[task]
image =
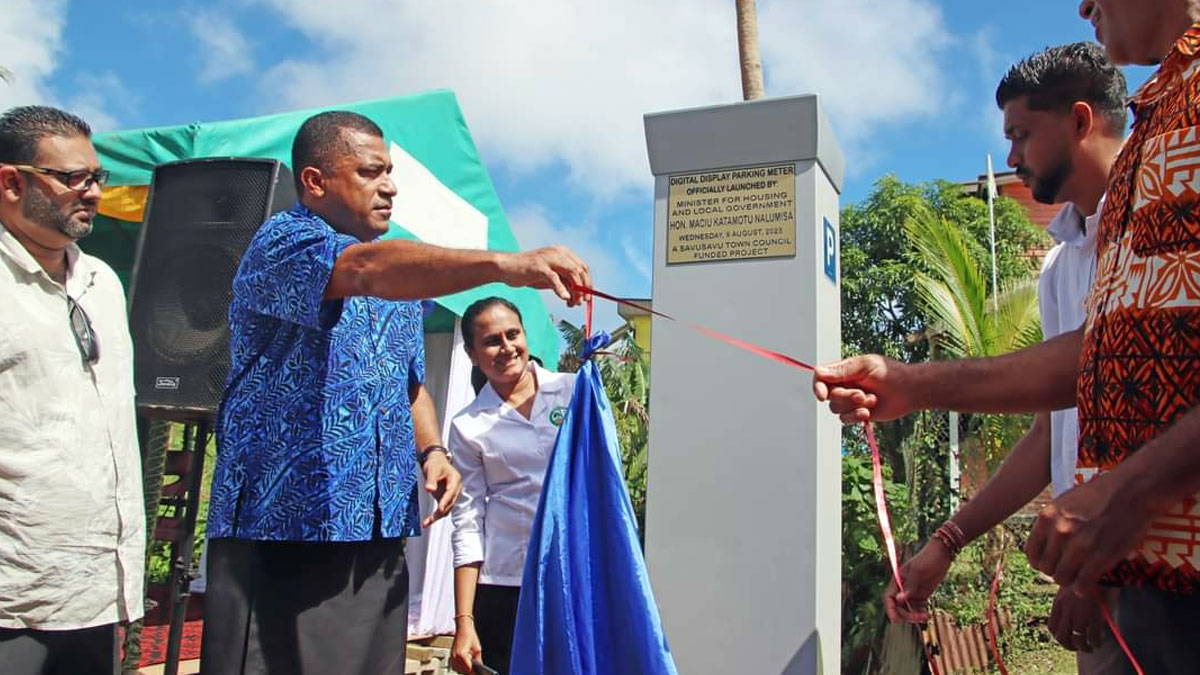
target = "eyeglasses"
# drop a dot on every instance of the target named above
(78, 180)
(85, 338)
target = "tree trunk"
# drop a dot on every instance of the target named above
(748, 51)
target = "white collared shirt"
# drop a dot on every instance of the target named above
(503, 459)
(1067, 276)
(72, 523)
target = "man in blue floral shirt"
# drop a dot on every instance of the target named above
(327, 419)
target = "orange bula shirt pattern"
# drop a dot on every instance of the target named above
(1140, 369)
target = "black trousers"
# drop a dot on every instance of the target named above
(305, 608)
(1163, 631)
(84, 651)
(496, 616)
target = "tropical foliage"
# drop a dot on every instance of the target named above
(625, 371)
(915, 287)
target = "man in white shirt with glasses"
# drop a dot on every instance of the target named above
(72, 529)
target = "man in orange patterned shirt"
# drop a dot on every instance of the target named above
(1133, 369)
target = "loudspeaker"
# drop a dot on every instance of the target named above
(201, 215)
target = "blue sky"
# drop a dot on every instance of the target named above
(553, 90)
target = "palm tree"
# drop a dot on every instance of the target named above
(624, 369)
(965, 322)
(748, 51)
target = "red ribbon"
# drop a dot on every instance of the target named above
(881, 505)
(993, 621)
(1116, 633)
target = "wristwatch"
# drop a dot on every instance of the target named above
(425, 454)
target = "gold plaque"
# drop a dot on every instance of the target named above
(732, 214)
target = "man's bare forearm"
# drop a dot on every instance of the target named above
(426, 429)
(399, 269)
(1025, 472)
(1037, 378)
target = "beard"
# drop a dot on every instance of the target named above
(37, 208)
(1047, 186)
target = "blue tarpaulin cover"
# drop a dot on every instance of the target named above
(586, 604)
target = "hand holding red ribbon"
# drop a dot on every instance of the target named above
(856, 413)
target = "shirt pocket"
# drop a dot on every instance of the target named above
(1167, 193)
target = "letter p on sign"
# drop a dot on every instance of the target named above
(831, 251)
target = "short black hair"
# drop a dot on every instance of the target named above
(23, 127)
(467, 326)
(319, 139)
(1057, 77)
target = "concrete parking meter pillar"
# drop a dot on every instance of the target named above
(744, 497)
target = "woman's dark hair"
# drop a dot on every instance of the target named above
(468, 332)
(478, 308)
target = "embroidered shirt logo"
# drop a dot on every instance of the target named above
(557, 416)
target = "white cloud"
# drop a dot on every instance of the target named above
(31, 48)
(533, 228)
(225, 51)
(873, 61)
(565, 83)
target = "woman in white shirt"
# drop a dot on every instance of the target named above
(501, 443)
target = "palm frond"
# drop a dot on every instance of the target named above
(1018, 321)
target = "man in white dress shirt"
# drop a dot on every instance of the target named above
(72, 529)
(1065, 118)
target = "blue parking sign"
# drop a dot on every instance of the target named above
(831, 251)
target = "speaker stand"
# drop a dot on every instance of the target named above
(196, 438)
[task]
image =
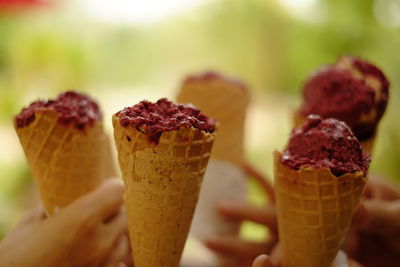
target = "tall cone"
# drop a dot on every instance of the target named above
====================
* What this task involves: The records above should be retyped in full and exactly; omit the pictures.

* Response:
[task]
image =
target = "eyeglasses"
# drop a dot on every instance of the target named above
(78, 180)
(85, 338)
target = "tree trunk"
# drop a dot on every instance of the target named above
(748, 51)
target = "white collared shirt"
# drop a dot on every instance of the target named above
(503, 459)
(1067, 276)
(72, 523)
target = "man in blue floral shirt"
# drop a dot on every instance of the target named above
(327, 419)
target = "orange bula shirt pattern"
# drop a dot on every instance of the target named above
(1140, 369)
target = "black trousers"
# drop a dot on every instance of the target named above
(305, 608)
(1163, 631)
(84, 651)
(496, 616)
target = "tropical foliage"
# drop a dot on every instance of the target named above
(625, 371)
(915, 287)
target = "man in white shirt with glasses"
# drop a dot on every instance of the target named above
(72, 529)
target = "man in orange patterned shirt"
# drop a dot on every instance of the target named above
(1133, 369)
target = "loudspeaker"
# drop a dot on every instance of the target named above
(201, 215)
target = "blue sky"
# drop a dot on every instance of the target named above
(553, 90)
target = "palm tree"
# drop a dot on every instance of the target named above
(624, 369)
(965, 322)
(748, 51)
target = "red ribbon"
# drop a dot on every instance of the target named above
(881, 505)
(993, 621)
(1116, 633)
target = "wristwatch"
# drop a dot on every instance of the target named above
(425, 454)
target = "gold plaque"
# drop a dot on every instance of the target named above
(732, 214)
target = "man's bare forearm"
# drop a dot on every instance of the target named above
(426, 429)
(399, 269)
(1025, 472)
(1037, 378)
target = "beard"
# drop a dot on every instance of the target named above
(37, 208)
(1047, 186)
target = "blue tarpaulin cover"
# drop a dot on every instance of the target named above
(586, 604)
target = "hand holding red ribbon"
# drop a dot on every instance of the target named above
(856, 413)
target = "shirt pocket"
# drop a dot on every instance of the target named above
(1167, 193)
target = "letter p on sign"
# drop a dot on every instance of the target named above
(831, 251)
target = "short black hair"
# drop a dot on every instance of the target named above
(23, 127)
(467, 326)
(319, 139)
(1057, 77)
target = "concrete parking meter pillar"
# drop a dot on every instance of the target named above
(744, 497)
target = "woman's dark hair"
# drop a dot on every instance of the target named above
(468, 332)
(478, 308)
target = "embroidered shirt logo"
# drop a dot on every instance of the target named above
(557, 416)
target = "white cloud"
# drop a dot on every instance of the target named above
(31, 48)
(533, 228)
(225, 51)
(873, 61)
(565, 83)
target = "woman in white shirt"
# drop a dot on every instance of the target named above
(501, 443)
target = "palm frond"
# drop a dot on every instance of the target named above
(1018, 321)
target = "man in white dress shirt"
# drop a dot on every instance of the target named above
(72, 529)
(1065, 118)
target = "blue parking sign"
# drop a dot on every instance of the target named above
(831, 251)
target = "speaker stand"
# drop a dot on every instance of the target named above
(196, 438)
[task]
image =
target = "tall cone"
# drop a dot on every instance of the target named above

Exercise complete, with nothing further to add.